■ ASSIGNMENT: Taking the line containing "Drop a marker on every instance of the distant" as the first and the last line of the entries as the end, reproduce every line between them exactly, including both.

(Natural language region descriptions)
##########

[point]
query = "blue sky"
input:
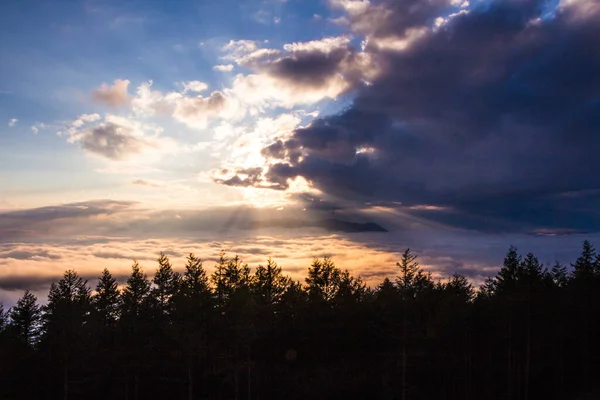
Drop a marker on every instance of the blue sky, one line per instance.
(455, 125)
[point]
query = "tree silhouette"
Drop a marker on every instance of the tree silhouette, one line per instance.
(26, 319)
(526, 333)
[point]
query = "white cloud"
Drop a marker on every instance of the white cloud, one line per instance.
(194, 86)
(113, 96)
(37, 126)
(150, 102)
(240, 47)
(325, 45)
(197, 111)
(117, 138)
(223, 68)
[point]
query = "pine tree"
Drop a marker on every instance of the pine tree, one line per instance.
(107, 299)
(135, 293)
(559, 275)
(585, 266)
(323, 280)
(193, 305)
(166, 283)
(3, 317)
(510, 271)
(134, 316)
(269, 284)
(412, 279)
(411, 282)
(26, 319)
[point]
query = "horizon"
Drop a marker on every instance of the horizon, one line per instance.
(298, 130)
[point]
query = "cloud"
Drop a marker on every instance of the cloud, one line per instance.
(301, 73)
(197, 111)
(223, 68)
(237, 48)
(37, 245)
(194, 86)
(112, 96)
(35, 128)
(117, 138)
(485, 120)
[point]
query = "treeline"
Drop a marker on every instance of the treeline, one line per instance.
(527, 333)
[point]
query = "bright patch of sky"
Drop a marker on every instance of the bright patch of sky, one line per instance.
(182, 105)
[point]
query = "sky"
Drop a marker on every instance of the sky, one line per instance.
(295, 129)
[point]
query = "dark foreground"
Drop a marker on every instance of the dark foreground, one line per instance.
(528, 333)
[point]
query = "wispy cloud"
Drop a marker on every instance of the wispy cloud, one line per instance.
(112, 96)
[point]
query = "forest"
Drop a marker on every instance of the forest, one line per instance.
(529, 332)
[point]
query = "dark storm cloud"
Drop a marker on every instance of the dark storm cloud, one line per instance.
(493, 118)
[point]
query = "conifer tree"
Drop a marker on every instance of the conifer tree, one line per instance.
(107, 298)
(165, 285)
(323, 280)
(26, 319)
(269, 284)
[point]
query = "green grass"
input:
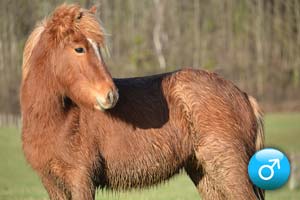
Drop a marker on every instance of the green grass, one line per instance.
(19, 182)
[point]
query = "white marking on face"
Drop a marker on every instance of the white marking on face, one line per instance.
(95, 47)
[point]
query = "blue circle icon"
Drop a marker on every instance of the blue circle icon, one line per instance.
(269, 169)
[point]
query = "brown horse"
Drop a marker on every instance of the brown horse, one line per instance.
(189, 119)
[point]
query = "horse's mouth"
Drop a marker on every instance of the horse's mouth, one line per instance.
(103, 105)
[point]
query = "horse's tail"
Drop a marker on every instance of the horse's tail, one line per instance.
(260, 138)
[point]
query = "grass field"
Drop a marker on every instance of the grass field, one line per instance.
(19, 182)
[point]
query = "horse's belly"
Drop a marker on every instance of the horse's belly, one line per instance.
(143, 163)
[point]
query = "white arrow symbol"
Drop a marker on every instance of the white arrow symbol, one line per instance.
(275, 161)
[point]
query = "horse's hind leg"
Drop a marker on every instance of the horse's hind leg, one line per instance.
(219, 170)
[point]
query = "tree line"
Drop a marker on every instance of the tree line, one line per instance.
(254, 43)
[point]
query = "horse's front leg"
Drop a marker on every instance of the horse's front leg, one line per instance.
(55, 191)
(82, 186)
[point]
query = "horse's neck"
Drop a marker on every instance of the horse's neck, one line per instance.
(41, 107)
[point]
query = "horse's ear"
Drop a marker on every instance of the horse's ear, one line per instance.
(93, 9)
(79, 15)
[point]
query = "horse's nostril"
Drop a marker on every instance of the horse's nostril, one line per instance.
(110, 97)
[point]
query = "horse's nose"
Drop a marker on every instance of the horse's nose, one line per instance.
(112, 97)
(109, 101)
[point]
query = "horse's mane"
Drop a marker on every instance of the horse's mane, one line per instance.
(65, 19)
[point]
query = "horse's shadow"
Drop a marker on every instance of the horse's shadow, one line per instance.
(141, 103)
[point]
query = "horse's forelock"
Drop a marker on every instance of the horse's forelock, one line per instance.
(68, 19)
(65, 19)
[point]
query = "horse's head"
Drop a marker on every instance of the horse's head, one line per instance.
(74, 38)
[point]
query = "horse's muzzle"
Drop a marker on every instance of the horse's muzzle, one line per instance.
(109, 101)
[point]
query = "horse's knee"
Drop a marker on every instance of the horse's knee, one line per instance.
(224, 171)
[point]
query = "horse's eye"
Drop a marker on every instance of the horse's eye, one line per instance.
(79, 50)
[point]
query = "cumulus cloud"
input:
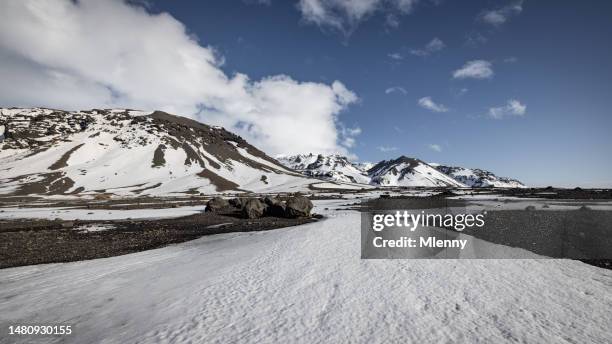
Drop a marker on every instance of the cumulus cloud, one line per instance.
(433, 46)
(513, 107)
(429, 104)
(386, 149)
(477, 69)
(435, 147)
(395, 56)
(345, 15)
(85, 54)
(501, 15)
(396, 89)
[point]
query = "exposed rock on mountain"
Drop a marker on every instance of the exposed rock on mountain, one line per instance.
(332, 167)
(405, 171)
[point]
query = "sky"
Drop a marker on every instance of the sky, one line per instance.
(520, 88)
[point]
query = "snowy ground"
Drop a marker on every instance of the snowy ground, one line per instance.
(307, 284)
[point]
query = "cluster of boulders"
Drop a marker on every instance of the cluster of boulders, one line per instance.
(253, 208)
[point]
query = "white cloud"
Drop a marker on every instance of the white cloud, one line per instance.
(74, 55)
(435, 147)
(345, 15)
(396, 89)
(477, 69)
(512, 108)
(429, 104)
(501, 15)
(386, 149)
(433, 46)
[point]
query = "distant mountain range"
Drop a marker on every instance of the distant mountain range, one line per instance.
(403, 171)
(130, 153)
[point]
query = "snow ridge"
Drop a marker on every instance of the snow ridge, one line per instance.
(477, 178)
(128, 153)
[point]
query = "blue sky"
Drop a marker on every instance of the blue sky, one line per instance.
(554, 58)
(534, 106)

##########

■ OUTPUT OF THE TASK:
Drop a marker on every instance of the distant mountain range, one line per instance.
(403, 171)
(130, 153)
[point]
query = "snow ridge"
Drop a marker on every instance of the snow ridge, one line per instance.
(477, 178)
(128, 153)
[point]
query = "blue sky"
Drop a marker on every instance of the blue sky, one line per instance.
(554, 58)
(534, 106)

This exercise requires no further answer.